Provided entries
————————

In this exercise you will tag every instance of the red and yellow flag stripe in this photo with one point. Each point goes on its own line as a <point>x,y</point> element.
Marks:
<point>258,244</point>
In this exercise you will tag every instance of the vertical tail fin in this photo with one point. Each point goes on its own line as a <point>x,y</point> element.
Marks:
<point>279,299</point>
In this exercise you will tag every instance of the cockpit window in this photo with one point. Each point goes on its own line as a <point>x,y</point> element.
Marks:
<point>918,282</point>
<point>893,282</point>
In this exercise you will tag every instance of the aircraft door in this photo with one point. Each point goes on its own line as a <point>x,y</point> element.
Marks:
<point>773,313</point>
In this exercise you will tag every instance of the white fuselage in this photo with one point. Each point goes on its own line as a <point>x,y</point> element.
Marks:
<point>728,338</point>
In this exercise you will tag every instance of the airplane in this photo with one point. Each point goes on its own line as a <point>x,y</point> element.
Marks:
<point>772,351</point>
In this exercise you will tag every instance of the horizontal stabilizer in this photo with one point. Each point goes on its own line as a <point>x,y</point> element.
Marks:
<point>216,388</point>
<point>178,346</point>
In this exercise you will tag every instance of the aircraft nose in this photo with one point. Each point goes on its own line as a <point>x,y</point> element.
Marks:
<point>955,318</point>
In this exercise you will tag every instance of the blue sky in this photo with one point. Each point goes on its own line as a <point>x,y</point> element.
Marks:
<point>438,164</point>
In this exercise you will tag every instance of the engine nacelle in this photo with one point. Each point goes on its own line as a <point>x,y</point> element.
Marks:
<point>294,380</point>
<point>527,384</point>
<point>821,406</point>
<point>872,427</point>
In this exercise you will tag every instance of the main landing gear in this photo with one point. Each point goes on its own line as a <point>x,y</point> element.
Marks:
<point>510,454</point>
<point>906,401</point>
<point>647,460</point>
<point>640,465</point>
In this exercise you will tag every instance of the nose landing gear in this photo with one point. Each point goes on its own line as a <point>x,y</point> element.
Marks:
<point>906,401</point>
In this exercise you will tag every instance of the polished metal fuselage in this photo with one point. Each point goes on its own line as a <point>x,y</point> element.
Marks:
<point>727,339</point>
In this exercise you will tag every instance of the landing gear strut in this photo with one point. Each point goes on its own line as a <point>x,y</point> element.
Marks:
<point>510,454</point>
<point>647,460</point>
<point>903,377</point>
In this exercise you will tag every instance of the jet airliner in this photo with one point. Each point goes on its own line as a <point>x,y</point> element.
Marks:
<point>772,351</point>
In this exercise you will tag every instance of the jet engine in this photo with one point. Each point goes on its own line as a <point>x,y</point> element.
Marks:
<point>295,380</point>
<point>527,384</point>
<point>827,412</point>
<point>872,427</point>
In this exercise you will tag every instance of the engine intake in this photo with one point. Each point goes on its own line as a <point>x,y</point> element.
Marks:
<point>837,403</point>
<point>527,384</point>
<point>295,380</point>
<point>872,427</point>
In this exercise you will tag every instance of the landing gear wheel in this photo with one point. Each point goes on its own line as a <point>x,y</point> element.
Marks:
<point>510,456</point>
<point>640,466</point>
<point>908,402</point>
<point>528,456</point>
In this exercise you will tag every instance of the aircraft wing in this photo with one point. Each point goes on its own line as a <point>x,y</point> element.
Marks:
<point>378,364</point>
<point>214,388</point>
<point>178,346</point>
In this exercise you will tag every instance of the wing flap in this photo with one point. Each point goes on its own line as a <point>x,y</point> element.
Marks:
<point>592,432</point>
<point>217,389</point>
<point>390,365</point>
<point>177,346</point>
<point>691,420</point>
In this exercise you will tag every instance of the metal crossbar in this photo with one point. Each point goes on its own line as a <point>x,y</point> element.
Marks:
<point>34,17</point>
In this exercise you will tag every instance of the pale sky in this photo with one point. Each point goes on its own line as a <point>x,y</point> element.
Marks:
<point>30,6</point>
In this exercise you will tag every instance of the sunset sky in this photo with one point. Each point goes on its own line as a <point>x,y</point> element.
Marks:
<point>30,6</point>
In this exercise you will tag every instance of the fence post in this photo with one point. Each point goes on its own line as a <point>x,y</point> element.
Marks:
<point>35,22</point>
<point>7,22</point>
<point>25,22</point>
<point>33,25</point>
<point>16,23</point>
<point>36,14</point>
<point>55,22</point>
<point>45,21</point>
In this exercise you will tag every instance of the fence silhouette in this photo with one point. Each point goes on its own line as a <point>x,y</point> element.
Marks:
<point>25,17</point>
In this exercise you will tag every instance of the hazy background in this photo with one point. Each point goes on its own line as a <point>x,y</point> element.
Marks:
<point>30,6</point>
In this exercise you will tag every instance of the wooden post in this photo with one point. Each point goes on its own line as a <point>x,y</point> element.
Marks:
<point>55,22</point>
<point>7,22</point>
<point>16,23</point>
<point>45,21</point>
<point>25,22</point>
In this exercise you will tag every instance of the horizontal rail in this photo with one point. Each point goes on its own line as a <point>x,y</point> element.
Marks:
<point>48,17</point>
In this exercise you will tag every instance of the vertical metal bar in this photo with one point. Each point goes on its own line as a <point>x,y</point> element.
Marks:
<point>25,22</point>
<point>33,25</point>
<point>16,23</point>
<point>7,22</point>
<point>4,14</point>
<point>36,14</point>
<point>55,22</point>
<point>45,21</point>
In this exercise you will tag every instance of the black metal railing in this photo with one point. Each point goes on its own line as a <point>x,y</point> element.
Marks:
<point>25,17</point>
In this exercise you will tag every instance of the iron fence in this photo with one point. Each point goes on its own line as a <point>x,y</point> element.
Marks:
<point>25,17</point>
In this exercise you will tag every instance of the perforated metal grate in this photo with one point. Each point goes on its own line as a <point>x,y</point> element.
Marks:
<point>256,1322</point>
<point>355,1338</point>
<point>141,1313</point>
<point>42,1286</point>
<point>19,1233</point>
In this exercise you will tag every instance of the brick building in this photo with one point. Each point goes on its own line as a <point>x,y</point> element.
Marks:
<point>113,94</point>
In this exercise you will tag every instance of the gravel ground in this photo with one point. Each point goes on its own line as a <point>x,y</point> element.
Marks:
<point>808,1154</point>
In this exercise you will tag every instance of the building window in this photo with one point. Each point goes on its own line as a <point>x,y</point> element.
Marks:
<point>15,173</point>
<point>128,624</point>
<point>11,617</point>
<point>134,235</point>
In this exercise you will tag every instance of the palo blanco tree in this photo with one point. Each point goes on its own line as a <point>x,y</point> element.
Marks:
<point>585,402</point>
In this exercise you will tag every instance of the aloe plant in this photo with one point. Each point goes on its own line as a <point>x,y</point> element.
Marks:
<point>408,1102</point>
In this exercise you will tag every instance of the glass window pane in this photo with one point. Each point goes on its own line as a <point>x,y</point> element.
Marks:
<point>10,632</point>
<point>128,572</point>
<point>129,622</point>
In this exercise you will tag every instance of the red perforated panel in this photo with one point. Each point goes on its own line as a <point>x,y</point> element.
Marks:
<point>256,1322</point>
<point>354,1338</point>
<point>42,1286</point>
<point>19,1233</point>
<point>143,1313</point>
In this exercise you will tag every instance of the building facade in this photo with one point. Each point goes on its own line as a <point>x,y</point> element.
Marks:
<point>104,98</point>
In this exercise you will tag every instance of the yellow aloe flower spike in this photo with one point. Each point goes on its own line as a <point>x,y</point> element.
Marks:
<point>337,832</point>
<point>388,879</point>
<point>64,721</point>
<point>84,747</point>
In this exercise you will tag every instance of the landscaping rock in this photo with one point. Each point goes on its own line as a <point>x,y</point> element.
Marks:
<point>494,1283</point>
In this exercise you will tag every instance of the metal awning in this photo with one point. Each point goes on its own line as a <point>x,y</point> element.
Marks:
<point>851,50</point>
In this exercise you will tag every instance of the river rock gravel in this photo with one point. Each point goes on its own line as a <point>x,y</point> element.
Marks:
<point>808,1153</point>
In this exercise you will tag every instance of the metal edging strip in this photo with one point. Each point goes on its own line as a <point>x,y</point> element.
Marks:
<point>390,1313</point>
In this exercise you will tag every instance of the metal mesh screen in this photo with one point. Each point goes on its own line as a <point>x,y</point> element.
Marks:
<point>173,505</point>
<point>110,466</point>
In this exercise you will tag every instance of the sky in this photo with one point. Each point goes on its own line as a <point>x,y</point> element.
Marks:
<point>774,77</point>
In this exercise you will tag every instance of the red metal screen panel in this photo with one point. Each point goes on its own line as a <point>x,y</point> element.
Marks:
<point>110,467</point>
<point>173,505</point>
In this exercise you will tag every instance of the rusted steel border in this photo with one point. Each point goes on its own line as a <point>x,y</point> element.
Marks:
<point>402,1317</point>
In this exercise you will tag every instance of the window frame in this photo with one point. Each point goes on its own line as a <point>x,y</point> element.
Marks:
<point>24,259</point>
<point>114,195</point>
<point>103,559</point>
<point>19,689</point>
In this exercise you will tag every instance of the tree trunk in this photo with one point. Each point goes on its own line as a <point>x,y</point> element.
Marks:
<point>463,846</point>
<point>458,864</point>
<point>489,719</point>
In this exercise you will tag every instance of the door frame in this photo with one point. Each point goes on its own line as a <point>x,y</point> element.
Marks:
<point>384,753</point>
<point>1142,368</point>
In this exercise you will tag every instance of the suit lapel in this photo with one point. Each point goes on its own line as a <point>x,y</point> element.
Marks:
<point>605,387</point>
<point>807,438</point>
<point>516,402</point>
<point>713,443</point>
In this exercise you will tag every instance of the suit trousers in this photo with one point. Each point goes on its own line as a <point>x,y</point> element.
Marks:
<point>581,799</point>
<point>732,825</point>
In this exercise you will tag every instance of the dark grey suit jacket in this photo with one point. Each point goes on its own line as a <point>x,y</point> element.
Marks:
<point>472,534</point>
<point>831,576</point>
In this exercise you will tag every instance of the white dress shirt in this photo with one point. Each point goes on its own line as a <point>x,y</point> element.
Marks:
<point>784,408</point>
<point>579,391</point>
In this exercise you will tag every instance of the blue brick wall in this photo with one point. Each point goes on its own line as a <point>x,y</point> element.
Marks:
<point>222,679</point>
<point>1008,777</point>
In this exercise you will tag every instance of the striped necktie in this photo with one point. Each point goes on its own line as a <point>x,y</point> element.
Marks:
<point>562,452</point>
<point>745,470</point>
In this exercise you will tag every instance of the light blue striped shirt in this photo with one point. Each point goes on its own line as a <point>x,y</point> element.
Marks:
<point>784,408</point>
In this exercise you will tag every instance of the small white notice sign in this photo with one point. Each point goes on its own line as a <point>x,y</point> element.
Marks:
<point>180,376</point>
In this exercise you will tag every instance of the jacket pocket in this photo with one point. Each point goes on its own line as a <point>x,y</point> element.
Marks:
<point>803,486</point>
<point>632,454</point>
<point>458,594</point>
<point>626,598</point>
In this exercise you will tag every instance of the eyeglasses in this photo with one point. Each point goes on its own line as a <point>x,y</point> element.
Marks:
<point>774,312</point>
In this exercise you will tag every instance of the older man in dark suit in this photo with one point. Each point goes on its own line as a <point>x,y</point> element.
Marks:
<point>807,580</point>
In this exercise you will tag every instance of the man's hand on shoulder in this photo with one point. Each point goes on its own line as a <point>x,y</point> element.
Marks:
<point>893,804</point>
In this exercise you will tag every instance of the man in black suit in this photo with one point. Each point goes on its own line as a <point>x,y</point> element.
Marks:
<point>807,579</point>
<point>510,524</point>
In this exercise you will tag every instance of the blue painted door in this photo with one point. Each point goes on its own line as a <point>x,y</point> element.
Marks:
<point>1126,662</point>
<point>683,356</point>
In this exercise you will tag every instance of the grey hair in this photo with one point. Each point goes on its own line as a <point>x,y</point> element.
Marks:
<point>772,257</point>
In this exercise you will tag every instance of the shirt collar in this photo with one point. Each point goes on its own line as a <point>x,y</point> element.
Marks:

————————

Task directions
In the material above, find each line that has the string "perforated" and return it.

Task output
In this exercise you will tag every instance of the perforated metal grate in this photo with one point. Each point goes on its own line as a <point>x,y</point> element.
In this exercise you will tag every instance of the red perforated panel in this photo with one point. Each point goes on its own line as a <point>x,y</point> element.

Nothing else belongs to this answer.